# PROBLEM
From the line containing "The component shall locate the calm" down to the last line of the records below, copy every line exactly. Leave out everything before it.

## start TASK DATA

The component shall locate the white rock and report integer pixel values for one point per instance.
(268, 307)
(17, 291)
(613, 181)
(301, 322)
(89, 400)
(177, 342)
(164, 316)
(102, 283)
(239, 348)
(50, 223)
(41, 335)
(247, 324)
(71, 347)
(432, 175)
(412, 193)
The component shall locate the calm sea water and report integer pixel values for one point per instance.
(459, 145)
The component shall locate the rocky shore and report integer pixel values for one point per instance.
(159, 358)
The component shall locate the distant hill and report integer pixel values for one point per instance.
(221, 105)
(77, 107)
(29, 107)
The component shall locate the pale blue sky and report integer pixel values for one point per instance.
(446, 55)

## end TASK DATA

# RESULT BELOW
The component shall locate the calm sea water and report integer pixel values for one point per instance.
(459, 145)
The component shall locate the rocky shore and report integer pixel values for one point per instance.
(159, 358)
The component shall locate the distant hill and report integer pixel values for one point per instance.
(221, 105)
(77, 107)
(29, 107)
The component shall locate the pale blue sky and report integer pixel values for one point per instance.
(446, 55)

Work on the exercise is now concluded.